▶ TASK REQUIREMENTS
Transcribe the full listing below exactly.

▶ DATASET ENTRIES
---

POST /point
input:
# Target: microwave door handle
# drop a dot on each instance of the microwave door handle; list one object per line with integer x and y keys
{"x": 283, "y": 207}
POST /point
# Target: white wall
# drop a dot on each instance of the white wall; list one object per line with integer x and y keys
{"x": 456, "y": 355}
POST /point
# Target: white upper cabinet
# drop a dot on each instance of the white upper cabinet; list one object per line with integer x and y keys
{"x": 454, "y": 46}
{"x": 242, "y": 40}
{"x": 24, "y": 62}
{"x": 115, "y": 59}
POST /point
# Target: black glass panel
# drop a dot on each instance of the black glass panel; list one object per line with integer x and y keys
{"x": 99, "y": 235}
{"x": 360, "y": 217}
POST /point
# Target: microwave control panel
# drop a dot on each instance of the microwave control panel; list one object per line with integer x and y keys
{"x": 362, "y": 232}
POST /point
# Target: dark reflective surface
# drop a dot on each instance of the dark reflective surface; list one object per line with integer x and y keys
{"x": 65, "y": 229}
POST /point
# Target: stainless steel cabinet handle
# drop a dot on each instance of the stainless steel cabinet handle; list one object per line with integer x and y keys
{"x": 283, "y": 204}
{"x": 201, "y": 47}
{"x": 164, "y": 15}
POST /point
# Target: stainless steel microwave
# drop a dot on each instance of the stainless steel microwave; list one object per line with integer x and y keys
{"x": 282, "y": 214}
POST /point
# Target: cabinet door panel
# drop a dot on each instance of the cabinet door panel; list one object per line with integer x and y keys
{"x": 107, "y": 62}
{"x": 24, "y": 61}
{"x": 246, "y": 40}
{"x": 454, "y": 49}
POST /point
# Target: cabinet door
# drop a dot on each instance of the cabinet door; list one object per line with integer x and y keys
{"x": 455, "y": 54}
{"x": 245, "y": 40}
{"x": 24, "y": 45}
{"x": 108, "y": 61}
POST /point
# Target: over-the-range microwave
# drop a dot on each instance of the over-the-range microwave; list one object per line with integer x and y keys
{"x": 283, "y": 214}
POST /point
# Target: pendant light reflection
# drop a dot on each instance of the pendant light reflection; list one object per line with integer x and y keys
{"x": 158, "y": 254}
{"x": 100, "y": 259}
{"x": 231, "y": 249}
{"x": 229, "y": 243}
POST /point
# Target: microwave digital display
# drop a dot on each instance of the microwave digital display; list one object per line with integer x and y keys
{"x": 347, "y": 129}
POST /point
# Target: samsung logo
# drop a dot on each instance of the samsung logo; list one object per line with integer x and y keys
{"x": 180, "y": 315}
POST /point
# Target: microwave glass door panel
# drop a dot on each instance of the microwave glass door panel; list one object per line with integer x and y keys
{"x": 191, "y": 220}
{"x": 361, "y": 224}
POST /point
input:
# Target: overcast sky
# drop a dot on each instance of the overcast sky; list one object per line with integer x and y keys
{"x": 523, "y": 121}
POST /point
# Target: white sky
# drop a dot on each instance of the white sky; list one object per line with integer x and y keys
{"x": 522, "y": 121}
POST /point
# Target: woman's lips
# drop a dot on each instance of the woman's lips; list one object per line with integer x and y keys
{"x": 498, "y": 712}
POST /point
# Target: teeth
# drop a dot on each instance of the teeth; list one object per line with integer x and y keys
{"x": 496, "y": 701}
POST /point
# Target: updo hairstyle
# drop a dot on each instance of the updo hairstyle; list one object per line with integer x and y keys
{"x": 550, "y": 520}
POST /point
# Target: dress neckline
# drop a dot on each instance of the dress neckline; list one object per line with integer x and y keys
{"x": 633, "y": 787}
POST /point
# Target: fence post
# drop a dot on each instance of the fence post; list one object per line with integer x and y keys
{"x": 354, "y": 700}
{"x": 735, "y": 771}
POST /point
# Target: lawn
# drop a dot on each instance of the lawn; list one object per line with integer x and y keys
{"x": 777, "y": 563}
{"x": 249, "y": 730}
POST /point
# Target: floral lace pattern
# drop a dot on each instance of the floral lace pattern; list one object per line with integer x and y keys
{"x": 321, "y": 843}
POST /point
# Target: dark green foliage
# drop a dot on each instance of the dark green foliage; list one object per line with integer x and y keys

---

▶ REPLY TO THE EXERCISE
POST /point
input:
# Target: microwave door handle
# drop a dot on each instance of the microwave door handle; list one object per line with integer x and y keys
{"x": 283, "y": 207}
POST /point
# Target: white wall
# drop a dot on each instance of the white wall; list one object per line with integer x and y keys
{"x": 456, "y": 355}
POST /point
# Target: white upper cabinet
# drop a dot on each instance of the white upper cabinet; list one object per line with integer x and y keys
{"x": 454, "y": 46}
{"x": 242, "y": 40}
{"x": 24, "y": 62}
{"x": 115, "y": 59}
POST /point
# Target: black glass panel
# drop a dot on each instance of the black glass panel; list one object per line with integer x and y keys
{"x": 99, "y": 235}
{"x": 360, "y": 217}
POST /point
# Target: microwave control panel
# drop a dot on each instance of the microwave control panel; list one object per line with integer x and y keys
{"x": 362, "y": 232}
POST /point
# Target: dark reflective surface
# drop a dot on each instance of the dark reflective surface; list one object per line with integer x and y keys
{"x": 65, "y": 229}
POST /point
# Target: stainless steel cabinet handle
# drop a dot on each instance of the stainless steel cabinet handle; list one object per line with integer x and y keys
{"x": 283, "y": 204}
{"x": 201, "y": 47}
{"x": 164, "y": 15}
POST /point
# Target: stainless steel microwave
# drop a dot on each instance of the stainless steel microwave; list one object per line with integer x and y keys
{"x": 282, "y": 214}
POST /point
# Target: cabinet door panel
# drop a dot on each instance of the cabinet door panel; list one object per line with integer x and y keys
{"x": 107, "y": 62}
{"x": 24, "y": 61}
{"x": 246, "y": 40}
{"x": 454, "y": 49}
POST /point
# Target: cabinet door
# drop a dot on each instance of the cabinet door; list one object per line with integer x and y keys
{"x": 455, "y": 54}
{"x": 245, "y": 40}
{"x": 24, "y": 45}
{"x": 108, "y": 61}
POST /point
# Target: over-the-range microwave
# drop a dot on each instance of the over-the-range microwave; list one object per line with integer x and y keys
{"x": 283, "y": 214}
POST /point
# Target: pendant light reflection
# drop a dot on each instance of the pendant light reflection; list one object per line with integer x and y keys
{"x": 158, "y": 254}
{"x": 100, "y": 259}
{"x": 231, "y": 249}
{"x": 229, "y": 243}
POST /point
# Target: microwave digital display
# drop a dot on each instance of the microwave digital display; list one object per line with integer x and y keys
{"x": 347, "y": 129}
POST /point
# Target: samsung logo
# drop a dot on each instance of the samsung logo; list one object per line with integer x and y keys
{"x": 180, "y": 315}
POST /point
# Target: microwave glass door panel
# drop a dot on each instance of the microwave glass door panel; list one object per line with integer x and y keys
{"x": 191, "y": 220}
{"x": 361, "y": 224}
POST /point
input:
# Target: overcast sky
# drop a dot on each instance of the overcast sky; list one object per line with integer x and y keys
{"x": 523, "y": 121}
POST /point
# Target: white sky
# drop a dot on each instance of the white sky; list one object per line with integer x and y keys
{"x": 522, "y": 121}
POST /point
# Target: woman's lips
# drop a dot on each instance of the woman's lips; list one object per line with integer x and y keys
{"x": 498, "y": 712}
POST /point
# Target: teeth
# drop a dot on each instance of the teeth; list one object per line with integer x and y keys
{"x": 496, "y": 701}
POST /point
# Target: updo hairstyle
# drop a dot on each instance of the updo hairstyle; list one object per line with integer x and y keys
{"x": 550, "y": 520}
POST /point
# Target: dress neckline
# drop a dot on each instance of the dress neckline; list one object per line with integer x and y keys
{"x": 633, "y": 787}
POST /point
# Target: fence post
# drop a dot on each instance of the fence post; list one object per line with integer x and y keys
{"x": 354, "y": 700}
{"x": 735, "y": 771}
POST /point
# Target: lawn
# drop a dot on each instance of the lawn; list one object per line with integer x and y keys
{"x": 777, "y": 563}
{"x": 249, "y": 730}
POST /point
# Target: floral lace pattern
# drop a dot on each instance of the floral lace pattern; list one object per line with integer x and y keys
{"x": 321, "y": 843}
POST /point
# Target: dark green foliage
# drop a dot on each instance of the dark green foliage; list one object per line with integer x and y keys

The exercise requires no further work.